----- Passage provided -----

= Sarah Marshall (American stage actress) =

American actress

Sarah Marshall (born 1955) is a stage actress working primarily in the Washington, D.C. region. She has been nominated for the Helen Hayes Award seventeen times and won the award in 1989.

==Early life and education==
Marshall was born in Kansas, the fifth of eight children in a Catholic military family. During her childhood, she lived in several places in the South. Most of her family currently resides in the south.

As a child, Marshall and her siblings produced plays at their home.
Marshall decided to become an actress in the seventh grade after winning a citywide monologue competition in Huntsville, Alabama. Playing the comedic role of the maid in her middle school's production of Junior Miss led her to focus on character acting. She acted throughout high school and college, graduating from Birmingham-Southern College with a degree in theater.

-----

- Complete the following -
(a) According to the Sarah Marshall biography, in what year did she win the Helen Hayes Award?
(b) Reproduce a section of the Sarah Marshall biography, beginning at the words "Marshall decided to" and stopping after "degree in theater.".
(c) Name every geographic location (city, state, or region) that the Sarah Marshall biography mentions.

----- Items -----

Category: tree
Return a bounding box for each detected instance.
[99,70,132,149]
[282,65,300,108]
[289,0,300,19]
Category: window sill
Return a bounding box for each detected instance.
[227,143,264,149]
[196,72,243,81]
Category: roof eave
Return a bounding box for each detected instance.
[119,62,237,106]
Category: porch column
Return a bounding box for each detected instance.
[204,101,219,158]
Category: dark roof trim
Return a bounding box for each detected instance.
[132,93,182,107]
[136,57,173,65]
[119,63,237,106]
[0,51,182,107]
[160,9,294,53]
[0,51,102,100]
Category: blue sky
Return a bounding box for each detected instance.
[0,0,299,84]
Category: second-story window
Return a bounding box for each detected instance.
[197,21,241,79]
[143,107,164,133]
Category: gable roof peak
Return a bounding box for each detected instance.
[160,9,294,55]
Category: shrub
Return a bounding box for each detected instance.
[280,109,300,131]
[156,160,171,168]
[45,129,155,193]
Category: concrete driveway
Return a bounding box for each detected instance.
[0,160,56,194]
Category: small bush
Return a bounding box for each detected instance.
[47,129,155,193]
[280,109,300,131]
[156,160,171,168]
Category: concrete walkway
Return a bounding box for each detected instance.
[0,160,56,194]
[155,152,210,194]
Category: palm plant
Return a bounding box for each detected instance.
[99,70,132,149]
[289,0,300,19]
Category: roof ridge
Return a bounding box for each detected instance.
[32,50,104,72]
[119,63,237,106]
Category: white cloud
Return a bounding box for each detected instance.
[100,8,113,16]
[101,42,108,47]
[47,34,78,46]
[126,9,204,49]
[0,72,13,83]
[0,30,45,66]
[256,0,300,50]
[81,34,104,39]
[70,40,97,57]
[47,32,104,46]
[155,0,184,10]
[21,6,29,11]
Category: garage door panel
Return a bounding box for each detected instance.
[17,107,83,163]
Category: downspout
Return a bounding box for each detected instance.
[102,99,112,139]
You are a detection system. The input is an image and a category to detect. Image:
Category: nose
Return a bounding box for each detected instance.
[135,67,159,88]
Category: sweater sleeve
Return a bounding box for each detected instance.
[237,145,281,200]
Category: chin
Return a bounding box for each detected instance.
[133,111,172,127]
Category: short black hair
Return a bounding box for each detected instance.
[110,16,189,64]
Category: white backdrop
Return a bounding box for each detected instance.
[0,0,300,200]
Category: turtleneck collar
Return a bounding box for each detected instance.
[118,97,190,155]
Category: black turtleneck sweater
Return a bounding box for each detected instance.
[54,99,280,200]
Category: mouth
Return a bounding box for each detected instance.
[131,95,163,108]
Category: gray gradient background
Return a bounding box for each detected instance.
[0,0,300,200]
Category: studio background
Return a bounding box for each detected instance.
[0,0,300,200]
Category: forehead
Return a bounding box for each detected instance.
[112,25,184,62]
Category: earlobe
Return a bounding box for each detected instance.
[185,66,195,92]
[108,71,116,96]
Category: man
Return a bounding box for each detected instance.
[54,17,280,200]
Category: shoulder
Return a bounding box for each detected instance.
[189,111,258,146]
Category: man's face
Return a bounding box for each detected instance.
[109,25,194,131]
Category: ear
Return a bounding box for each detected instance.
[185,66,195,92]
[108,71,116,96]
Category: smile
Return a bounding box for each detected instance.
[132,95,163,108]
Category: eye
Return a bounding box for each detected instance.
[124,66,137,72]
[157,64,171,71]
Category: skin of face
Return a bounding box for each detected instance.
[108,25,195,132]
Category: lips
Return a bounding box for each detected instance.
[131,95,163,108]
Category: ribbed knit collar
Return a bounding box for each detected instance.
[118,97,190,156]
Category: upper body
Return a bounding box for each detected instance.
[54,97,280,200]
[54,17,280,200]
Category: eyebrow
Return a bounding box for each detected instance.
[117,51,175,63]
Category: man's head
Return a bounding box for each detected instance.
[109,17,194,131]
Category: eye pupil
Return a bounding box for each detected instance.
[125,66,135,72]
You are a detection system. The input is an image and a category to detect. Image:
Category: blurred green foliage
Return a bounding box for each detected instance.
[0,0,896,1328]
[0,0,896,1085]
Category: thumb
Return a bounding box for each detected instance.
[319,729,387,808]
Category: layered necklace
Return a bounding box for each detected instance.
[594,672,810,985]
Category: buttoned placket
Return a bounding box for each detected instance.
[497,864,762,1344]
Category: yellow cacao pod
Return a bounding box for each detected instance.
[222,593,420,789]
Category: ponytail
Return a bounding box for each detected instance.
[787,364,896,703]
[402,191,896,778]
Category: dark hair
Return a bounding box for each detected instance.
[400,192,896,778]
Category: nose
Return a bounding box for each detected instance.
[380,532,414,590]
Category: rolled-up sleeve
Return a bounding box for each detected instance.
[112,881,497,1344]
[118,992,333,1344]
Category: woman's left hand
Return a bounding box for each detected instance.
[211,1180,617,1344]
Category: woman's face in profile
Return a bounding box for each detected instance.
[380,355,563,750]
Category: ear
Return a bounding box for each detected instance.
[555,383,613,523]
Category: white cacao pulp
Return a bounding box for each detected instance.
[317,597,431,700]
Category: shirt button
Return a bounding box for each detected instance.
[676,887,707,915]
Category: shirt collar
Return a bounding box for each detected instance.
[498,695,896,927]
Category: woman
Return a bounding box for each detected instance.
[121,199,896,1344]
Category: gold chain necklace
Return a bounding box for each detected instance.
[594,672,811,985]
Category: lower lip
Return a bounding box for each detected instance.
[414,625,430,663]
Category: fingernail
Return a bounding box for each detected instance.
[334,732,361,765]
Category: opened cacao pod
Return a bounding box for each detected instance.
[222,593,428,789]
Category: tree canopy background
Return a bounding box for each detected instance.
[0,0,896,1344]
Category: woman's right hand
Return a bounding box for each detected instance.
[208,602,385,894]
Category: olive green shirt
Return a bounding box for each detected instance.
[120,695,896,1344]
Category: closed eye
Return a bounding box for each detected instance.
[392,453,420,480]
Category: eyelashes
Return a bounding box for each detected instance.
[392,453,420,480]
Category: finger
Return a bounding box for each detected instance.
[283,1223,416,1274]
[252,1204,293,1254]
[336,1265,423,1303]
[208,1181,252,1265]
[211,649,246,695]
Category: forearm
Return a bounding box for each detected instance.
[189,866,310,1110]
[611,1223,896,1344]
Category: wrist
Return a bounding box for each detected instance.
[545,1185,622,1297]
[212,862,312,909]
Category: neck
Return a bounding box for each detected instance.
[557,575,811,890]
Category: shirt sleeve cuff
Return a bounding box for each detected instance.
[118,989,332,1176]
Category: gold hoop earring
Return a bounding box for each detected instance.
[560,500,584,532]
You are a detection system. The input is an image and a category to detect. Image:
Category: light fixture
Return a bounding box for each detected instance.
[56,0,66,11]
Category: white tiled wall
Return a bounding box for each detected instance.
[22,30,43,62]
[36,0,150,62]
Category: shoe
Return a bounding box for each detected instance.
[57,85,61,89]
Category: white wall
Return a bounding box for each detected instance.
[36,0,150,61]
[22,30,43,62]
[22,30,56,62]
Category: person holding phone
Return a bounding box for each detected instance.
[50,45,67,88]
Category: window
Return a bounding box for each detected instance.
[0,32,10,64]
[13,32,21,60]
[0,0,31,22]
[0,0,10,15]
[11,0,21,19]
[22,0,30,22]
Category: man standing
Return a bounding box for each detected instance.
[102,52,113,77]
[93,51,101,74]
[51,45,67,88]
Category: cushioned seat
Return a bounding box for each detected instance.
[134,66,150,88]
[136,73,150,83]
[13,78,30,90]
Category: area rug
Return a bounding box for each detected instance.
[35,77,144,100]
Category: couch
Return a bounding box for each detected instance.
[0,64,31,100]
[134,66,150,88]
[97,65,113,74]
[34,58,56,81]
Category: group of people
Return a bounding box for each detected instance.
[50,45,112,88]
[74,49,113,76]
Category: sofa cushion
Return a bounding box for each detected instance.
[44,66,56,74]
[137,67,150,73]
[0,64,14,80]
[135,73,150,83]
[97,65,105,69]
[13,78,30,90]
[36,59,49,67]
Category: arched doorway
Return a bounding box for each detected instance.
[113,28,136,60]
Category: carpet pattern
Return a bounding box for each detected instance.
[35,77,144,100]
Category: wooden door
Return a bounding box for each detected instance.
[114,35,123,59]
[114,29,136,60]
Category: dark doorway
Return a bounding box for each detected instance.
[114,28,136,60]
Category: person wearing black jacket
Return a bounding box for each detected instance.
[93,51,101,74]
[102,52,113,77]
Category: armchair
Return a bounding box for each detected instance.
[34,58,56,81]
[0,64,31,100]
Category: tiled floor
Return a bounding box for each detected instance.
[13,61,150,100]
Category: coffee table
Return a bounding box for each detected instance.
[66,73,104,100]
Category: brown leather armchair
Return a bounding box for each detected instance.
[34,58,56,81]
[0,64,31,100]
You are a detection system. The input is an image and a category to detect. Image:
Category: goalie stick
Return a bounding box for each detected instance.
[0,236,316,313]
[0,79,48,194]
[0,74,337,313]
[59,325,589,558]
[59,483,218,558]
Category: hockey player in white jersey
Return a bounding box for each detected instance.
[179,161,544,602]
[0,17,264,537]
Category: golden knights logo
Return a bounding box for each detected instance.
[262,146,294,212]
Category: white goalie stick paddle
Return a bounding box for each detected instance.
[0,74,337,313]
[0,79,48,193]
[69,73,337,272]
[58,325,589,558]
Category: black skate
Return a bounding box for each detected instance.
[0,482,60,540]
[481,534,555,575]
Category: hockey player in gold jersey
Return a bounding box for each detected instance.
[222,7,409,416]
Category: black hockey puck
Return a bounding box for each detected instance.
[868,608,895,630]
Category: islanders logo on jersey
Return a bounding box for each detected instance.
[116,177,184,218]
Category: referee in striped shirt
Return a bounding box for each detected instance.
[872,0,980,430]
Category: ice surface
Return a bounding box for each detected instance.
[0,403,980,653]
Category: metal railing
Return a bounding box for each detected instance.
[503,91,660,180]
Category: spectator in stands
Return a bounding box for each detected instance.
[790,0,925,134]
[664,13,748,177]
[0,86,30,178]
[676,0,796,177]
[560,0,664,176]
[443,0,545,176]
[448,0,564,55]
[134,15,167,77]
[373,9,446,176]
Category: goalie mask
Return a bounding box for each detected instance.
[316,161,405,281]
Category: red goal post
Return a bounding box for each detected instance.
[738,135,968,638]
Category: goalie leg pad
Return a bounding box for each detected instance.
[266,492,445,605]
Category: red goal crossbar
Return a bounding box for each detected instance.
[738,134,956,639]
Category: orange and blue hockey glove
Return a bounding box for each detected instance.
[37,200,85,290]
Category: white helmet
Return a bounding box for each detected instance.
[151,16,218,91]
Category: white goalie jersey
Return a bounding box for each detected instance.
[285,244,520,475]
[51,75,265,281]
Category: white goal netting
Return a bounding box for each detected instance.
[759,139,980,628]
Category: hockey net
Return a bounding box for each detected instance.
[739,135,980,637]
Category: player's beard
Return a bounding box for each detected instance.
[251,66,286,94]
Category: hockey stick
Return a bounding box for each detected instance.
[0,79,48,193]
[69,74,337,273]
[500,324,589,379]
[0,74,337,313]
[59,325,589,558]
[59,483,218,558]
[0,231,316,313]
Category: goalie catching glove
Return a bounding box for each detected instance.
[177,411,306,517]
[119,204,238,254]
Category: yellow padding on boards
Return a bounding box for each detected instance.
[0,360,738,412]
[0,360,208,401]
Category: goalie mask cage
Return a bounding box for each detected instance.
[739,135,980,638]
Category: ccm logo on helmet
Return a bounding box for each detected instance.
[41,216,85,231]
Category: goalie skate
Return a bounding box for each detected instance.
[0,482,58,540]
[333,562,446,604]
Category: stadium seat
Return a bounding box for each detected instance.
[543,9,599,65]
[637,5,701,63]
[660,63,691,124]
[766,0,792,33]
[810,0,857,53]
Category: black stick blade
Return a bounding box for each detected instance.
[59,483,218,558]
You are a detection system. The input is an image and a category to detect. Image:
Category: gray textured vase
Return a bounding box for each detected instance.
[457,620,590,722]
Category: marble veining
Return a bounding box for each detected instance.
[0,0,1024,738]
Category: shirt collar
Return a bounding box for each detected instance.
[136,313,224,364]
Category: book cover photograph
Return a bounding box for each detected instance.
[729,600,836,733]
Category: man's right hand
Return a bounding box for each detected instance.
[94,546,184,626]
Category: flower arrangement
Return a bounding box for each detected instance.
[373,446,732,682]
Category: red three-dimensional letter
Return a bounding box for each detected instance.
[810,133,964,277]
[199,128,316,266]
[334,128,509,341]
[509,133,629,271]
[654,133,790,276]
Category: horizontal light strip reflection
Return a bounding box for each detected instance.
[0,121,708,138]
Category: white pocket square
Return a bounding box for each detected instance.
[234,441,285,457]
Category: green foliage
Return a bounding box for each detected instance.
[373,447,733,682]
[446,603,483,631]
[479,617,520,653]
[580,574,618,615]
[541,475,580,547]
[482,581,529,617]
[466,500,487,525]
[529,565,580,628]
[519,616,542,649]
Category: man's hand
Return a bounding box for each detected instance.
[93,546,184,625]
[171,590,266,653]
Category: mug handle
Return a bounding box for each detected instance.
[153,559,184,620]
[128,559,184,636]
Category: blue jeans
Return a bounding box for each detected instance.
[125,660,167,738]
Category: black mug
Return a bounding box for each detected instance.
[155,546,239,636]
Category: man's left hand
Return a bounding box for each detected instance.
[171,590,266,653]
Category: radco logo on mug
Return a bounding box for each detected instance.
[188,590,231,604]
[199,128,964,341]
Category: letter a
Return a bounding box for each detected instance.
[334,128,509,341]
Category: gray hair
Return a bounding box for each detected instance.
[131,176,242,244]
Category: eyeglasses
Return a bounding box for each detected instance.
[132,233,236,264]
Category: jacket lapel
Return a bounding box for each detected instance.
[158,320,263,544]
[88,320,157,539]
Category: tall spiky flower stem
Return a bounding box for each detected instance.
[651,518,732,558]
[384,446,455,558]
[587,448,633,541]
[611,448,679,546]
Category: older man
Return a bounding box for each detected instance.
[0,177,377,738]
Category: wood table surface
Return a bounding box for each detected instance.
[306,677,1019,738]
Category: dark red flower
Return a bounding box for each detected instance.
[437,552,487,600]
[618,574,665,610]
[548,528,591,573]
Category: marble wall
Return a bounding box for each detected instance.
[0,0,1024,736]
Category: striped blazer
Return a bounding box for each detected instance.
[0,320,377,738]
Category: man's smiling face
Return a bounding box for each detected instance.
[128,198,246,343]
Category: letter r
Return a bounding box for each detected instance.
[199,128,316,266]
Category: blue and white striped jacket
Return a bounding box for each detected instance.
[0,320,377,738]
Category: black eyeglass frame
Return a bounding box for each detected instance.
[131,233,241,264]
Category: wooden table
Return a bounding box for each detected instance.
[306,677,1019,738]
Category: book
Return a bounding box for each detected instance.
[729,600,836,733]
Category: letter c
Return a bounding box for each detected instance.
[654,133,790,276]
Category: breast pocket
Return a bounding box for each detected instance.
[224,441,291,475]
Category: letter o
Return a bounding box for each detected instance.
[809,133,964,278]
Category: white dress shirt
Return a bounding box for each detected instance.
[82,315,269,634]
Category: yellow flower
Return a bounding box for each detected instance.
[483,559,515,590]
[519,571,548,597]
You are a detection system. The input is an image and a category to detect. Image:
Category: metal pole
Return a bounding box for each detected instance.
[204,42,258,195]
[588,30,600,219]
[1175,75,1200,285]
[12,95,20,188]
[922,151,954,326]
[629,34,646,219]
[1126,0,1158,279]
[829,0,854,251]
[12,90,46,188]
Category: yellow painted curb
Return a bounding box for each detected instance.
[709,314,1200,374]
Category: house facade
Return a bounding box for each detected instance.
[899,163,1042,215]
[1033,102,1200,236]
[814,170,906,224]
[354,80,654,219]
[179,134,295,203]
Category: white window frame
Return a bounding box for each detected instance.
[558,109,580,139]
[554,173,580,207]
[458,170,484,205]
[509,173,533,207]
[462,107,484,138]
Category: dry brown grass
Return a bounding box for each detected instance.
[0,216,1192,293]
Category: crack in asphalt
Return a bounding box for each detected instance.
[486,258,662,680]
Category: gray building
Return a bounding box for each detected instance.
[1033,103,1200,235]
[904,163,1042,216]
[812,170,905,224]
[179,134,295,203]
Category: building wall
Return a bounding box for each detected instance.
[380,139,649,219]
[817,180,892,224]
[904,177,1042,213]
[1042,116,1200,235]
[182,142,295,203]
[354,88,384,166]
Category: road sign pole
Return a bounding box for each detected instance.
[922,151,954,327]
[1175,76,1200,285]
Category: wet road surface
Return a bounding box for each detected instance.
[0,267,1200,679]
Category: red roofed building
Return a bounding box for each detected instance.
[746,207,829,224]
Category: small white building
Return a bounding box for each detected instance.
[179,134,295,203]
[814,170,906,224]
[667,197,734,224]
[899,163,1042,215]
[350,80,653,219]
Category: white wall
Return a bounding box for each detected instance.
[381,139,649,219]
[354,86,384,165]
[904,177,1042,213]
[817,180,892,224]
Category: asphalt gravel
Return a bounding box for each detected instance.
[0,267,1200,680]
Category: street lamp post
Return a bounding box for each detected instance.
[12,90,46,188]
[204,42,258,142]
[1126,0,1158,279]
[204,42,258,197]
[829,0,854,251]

-----

- Full answers -
(a) 1989

(b)
Marshall decided to become an actress in the seventh grade after winning a citywide monologue competition in Huntsville, Alabama. Playing the comedic role of the maid in her middle school's production of Junior Miss led her to focus on character acting. She acted throughout high school and college, graduating from Birmingham-Southern College with a degree in theater.

(c) Washington, D.C.; Kansas; the South; Huntsville, Alabama